Tugas 1> Tulis ulang baris sumber dari baris yang memuat "line as [59,2]." sampai akhir baris sumber, termasuk permintaannya, dengan setiap koordinat dalam jawaban dikalikan 2,2 dan dibulatkan ke bilangan bulat (setengah dibulatkan ke atas), sedangkan angka dalam permintaan dan contoh formatnya tidak diubah. Jangan sertakan gambar dalam hasilnya.

Petikan pilihan>
########

Isu feminisme juga diusung oleh Usmar
Ismail melalui karakter ibu Wedana yang sangat berambisi menjadi ibu bupati,
berbanding terbalik dengan Pak Wedana yang tidak gila kuasa dan memilih
mengabdi demi kesejahteraan rakyat Sukaslamet. Namun Usmar Ismail membuat
paradoks tentang posisi perempuan pada masa itu. Para wanita diperlihatkan
lebih dominan dari laki-laki saat penyambutan Tamu Agung dan pengenalan
terhadap perkumpulan wanita di Desa Sukaslamet. Namun di sisi lain Usmar Ismail
mengkritik posisi perempuan sebagai alat dalam melakukan lobi politik. Seperti
dalam dialog ketika tamu agung gadungan dijamu oleh para wanita, pujian demi
pujian diucapkan oleh tukang obat digunakan oleh ibu Wedana untuk mempengaruhi
legitimasi “Tamu Agung” agar menaikkan pangkat suaminya dan dirinya sendiri.
Faktanya hingga saat ini, perempuan masih menjadi sosok penting dalam
memperkuat lobi politik. Kita bisa melihat dewasa ini kasus korupsi dan suap
yang melibatkan wanita sebagai alat mempermudah lobi dengan tokoh politik
tertentu.
Usmar Ismail mengakhiri Tamu Agung dengan
sebuah kritikan yang diperlihatkan melalui perkataan pak Midi di akhir
film,”Kita musti berusaha, Pak Wedana harus memimpin kita, jangan bergantung
lagi sama satu tamu agung atau siapa saja. Nasib kita terletak di tangan kita
sendiri.”

########

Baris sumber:
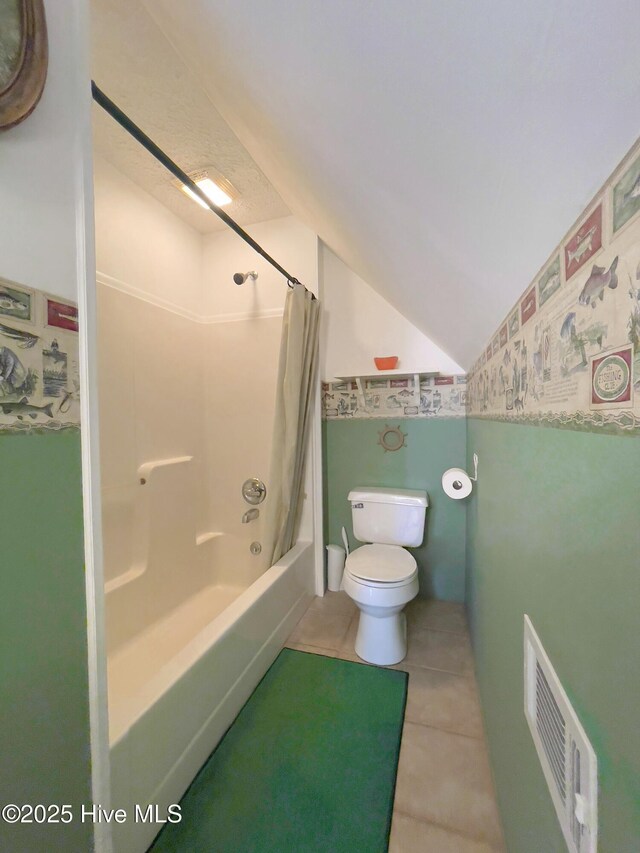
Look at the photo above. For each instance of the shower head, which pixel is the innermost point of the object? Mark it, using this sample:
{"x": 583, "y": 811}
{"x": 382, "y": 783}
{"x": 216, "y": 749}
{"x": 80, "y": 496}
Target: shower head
{"x": 241, "y": 277}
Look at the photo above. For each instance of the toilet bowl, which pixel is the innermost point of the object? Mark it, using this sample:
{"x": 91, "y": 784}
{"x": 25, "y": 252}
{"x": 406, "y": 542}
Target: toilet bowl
{"x": 382, "y": 577}
{"x": 381, "y": 580}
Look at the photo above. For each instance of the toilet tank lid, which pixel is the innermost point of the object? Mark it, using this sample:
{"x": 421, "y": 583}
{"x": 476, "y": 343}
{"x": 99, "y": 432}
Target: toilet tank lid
{"x": 374, "y": 494}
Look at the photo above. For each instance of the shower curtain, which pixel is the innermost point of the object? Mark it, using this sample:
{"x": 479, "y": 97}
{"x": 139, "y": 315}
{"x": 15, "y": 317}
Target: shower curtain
{"x": 294, "y": 400}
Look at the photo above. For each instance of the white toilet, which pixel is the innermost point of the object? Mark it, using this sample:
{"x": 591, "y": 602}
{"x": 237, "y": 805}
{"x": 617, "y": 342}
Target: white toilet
{"x": 382, "y": 577}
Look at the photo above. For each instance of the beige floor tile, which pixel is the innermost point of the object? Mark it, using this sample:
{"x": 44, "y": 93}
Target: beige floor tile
{"x": 314, "y": 650}
{"x": 445, "y": 778}
{"x": 324, "y": 628}
{"x": 347, "y": 649}
{"x": 438, "y": 615}
{"x": 443, "y": 700}
{"x": 439, "y": 650}
{"x": 414, "y": 836}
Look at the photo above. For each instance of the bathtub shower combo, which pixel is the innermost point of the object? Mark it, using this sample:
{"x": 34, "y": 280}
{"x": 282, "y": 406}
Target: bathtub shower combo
{"x": 192, "y": 625}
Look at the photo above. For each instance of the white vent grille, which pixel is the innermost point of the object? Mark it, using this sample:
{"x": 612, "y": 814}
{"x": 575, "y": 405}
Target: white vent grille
{"x": 567, "y": 758}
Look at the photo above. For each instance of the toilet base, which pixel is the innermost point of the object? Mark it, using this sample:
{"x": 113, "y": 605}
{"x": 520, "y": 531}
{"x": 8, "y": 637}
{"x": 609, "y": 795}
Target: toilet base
{"x": 382, "y": 640}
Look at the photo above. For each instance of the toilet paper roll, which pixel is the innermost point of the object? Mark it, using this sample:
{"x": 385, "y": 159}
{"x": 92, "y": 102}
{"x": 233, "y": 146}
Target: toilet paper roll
{"x": 456, "y": 483}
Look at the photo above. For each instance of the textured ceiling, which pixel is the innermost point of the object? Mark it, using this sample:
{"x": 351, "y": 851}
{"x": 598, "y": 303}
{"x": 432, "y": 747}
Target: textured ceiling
{"x": 440, "y": 148}
{"x": 134, "y": 64}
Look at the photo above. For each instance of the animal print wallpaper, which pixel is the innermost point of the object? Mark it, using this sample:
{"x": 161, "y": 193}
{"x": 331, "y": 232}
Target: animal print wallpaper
{"x": 39, "y": 375}
{"x": 397, "y": 397}
{"x": 568, "y": 354}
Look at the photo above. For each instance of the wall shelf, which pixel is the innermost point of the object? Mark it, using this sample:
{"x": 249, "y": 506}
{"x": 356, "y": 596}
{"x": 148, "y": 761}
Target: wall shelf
{"x": 387, "y": 374}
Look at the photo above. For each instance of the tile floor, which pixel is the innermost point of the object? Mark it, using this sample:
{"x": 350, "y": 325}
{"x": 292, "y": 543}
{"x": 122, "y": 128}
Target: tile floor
{"x": 444, "y": 799}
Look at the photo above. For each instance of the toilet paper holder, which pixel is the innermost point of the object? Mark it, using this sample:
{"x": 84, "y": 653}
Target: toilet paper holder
{"x": 457, "y": 484}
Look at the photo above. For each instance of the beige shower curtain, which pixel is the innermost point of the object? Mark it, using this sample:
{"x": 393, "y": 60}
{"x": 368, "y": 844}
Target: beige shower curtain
{"x": 294, "y": 401}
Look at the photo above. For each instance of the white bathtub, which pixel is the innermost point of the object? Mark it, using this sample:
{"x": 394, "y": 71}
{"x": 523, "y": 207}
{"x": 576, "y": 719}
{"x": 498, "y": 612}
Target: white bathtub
{"x": 175, "y": 688}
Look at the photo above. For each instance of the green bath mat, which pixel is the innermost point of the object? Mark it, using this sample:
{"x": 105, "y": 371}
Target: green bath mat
{"x": 308, "y": 766}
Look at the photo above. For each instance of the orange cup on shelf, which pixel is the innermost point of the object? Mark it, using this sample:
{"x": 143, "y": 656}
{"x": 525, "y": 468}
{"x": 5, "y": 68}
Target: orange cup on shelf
{"x": 387, "y": 362}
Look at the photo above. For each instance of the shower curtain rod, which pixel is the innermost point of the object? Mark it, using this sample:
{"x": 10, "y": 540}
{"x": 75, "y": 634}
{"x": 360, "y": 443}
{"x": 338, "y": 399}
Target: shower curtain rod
{"x": 123, "y": 119}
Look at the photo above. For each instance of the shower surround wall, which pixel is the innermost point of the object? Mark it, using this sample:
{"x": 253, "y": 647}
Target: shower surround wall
{"x": 188, "y": 366}
{"x": 553, "y": 523}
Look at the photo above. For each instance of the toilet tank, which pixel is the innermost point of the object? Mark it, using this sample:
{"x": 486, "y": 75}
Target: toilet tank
{"x": 388, "y": 516}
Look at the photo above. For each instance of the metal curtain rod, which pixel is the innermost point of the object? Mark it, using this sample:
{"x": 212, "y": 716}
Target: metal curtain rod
{"x": 116, "y": 113}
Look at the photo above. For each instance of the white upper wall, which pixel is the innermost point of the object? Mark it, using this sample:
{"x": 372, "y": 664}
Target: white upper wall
{"x": 438, "y": 148}
{"x": 358, "y": 324}
{"x": 143, "y": 245}
{"x": 43, "y": 163}
{"x": 287, "y": 240}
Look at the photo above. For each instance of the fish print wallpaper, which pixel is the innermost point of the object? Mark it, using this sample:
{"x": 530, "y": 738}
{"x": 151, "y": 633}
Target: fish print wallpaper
{"x": 433, "y": 397}
{"x": 571, "y": 353}
{"x": 39, "y": 372}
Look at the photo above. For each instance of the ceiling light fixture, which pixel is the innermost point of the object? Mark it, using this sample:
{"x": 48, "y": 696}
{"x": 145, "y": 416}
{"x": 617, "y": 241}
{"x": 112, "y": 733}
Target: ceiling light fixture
{"x": 213, "y": 185}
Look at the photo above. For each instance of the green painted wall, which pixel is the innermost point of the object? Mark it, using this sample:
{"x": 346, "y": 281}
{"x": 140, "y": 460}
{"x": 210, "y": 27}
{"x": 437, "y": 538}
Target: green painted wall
{"x": 352, "y": 457}
{"x": 44, "y": 714}
{"x": 553, "y": 532}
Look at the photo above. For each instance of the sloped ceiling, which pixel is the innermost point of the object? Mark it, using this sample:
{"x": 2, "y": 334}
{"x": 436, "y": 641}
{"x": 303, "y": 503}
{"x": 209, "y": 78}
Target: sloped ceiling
{"x": 133, "y": 62}
{"x": 441, "y": 149}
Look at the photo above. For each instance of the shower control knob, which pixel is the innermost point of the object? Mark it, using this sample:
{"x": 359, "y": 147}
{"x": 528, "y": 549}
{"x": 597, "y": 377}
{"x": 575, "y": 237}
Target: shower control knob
{"x": 254, "y": 491}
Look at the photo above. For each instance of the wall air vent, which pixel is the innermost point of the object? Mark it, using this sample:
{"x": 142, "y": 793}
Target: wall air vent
{"x": 567, "y": 758}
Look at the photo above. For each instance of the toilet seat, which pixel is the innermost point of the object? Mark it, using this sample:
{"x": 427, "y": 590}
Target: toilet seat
{"x": 381, "y": 565}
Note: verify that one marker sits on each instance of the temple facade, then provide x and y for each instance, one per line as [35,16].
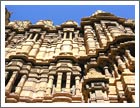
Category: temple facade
[90,63]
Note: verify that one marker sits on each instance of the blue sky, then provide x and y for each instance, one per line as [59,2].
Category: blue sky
[61,13]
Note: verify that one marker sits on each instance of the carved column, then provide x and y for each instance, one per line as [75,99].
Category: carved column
[30,36]
[65,34]
[121,64]
[50,84]
[77,80]
[11,82]
[68,82]
[130,57]
[59,81]
[107,73]
[20,84]
[35,38]
[70,34]
[6,75]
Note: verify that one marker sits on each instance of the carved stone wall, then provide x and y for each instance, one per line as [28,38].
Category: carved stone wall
[90,63]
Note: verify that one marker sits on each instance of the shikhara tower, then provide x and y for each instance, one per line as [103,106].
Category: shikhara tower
[90,63]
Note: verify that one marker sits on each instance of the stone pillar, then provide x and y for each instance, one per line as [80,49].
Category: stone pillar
[35,37]
[65,34]
[107,73]
[59,81]
[20,84]
[6,75]
[30,36]
[50,85]
[70,34]
[68,80]
[121,64]
[77,80]
[130,57]
[11,82]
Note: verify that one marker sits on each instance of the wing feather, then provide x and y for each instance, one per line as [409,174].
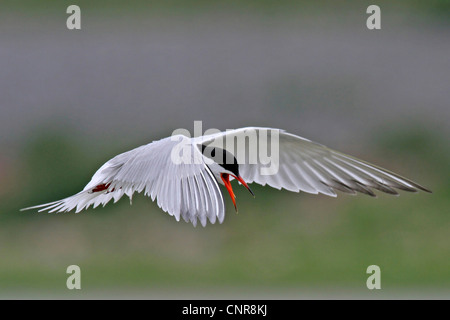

########

Tugas 2> Menurut petikan tentang film Tamu Agung, tokoh siapa yang sangat berambisi menjadi ibu bupati?

Jawaban benar 1>
Note: verify that one marker sits on each instance of the blue sky, then provide x and y for each instance, one per line as [59,2].
Category: blue sky
[134,29]
Note: verify that one marker sits on each instance of the carved column, then provide x and y for each instance, one per line as [75,99].
Category: carved column
[66,79]
[143,75]
[266,141]
[110,185]
[169,176]
[24,180]
[150,180]
[286,125]
[130,178]
[235,161]
[44,185]
[77,84]
[154,75]
[13,165]
Note: verify that one marker sits on each instance of the carved stone wall, then provide x and y for each instance, one per line as [28,38].
Category: carved stone wall
[198,139]
Note: verify that one marker sits on each instance of the shikhara tower, then provide x and y for each instance, one per line as [103,106].
Category: shikhara tower
[198,139]
Note: verify that one marker sits on each instance of the stone pillar, then provide x and y for each instance, one per line as [80,49].
Category: stone pillar
[77,81]
[143,75]
[235,161]
[130,178]
[44,185]
[13,165]
[66,79]
[110,187]
[154,75]
[150,176]
[266,141]
[169,176]
[286,125]
[24,180]
Note: verify that one marker sits on each instance of the wing feather, then provide x and y for each instance, one per line as [409,174].

Jawaban benar 2> Ibu Wedana.